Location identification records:

--- Start ---

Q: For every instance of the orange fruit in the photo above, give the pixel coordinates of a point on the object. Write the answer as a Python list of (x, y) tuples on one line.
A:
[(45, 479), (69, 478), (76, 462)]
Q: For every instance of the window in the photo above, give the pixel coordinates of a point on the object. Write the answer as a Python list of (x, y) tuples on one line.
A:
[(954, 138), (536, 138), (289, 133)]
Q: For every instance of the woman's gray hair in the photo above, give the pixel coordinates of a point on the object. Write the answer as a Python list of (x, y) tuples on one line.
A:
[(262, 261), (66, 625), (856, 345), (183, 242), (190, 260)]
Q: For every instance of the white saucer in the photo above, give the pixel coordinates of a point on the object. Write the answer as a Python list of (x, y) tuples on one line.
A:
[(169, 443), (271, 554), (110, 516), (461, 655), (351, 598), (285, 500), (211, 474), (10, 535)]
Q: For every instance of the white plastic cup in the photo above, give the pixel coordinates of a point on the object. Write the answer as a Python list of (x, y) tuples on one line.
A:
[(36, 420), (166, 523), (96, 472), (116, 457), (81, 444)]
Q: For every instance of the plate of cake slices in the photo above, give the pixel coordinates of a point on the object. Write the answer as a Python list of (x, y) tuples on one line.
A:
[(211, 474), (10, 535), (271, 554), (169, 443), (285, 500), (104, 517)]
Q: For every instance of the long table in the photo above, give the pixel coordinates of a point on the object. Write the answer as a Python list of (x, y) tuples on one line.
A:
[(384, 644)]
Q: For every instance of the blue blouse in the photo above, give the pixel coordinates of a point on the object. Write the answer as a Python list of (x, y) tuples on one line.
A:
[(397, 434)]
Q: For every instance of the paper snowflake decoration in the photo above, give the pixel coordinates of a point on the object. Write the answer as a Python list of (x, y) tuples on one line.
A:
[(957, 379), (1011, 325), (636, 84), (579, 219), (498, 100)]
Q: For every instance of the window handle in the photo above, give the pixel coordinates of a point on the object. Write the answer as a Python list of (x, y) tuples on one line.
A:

--- End ---

• [WORK TO BE COMPLETED]:
Copy every one of the records above line for line, changing nothing.

• [EXERCISE OUTPUT]:
Q: For every instance of the orange fruit in the photo above, give the pixel coordinates of a point on the object. Write the answer as a Python list of (x, y) tuples on one line.
A:
[(45, 479), (69, 478), (76, 462)]
Q: For every instance of the window in the photo above, give the pixel coordinates of a point on the object. Write the answer as a Python list of (x, y) tuples on one line.
A:
[(954, 138), (536, 138), (289, 133)]
Q: For every instance of the woman's gray hair in the photo above, give the pixel coordinates of a point on the object. Write the answer as a Python list of (x, y) tuples on one line.
A:
[(262, 261), (66, 625), (856, 345), (183, 242), (190, 260)]
Q: For every instance of the white saucer in the photo above, give the pixel coordinates of a point on the object. Write the answer as a Python list of (x, y) tuples on one line.
A:
[(169, 443), (271, 554), (110, 516), (461, 655), (351, 598), (285, 500), (211, 474), (10, 535)]
Q: For every instance of the white plastic cup in the photo above, give the pixel coordinates of a point on the object. Write the answer as a Python list of (x, y) tuples on one line.
A:
[(36, 420), (166, 523), (96, 472), (116, 457), (81, 444)]
Q: For every instance of the plate of cake slices in the photo above, give the pixel coordinates of a point on the object. Write the answer as a Python list of (x, y) tuples on one line.
A:
[(211, 474), (10, 535), (271, 554), (169, 443), (285, 500), (104, 517)]
Q: For every instance of the long table in the photo above, give the pixel coordinates of a point on the object. Write the answer as a Python list of (x, y) tuples on one line.
A:
[(384, 644)]
Q: For every instance of the blue blouse in the photo above, give the pixel coordinates of a point on the object. Write the answer as a Python list of (x, y) tuples on one line.
A:
[(397, 434)]
Q: For every instance of the paper snowflake decoration in the photo above, give the pixel coordinates of a point on the object. Write the answer as a Python list of (x, y) tuples on one line.
A:
[(957, 379), (1011, 325), (636, 84), (579, 219), (498, 100)]
Q: For every instance of the window handle in the photo above, give the pixel coordinates of a point on the object. Write the answer as a Python list of (x, y) tuples on one line.
A:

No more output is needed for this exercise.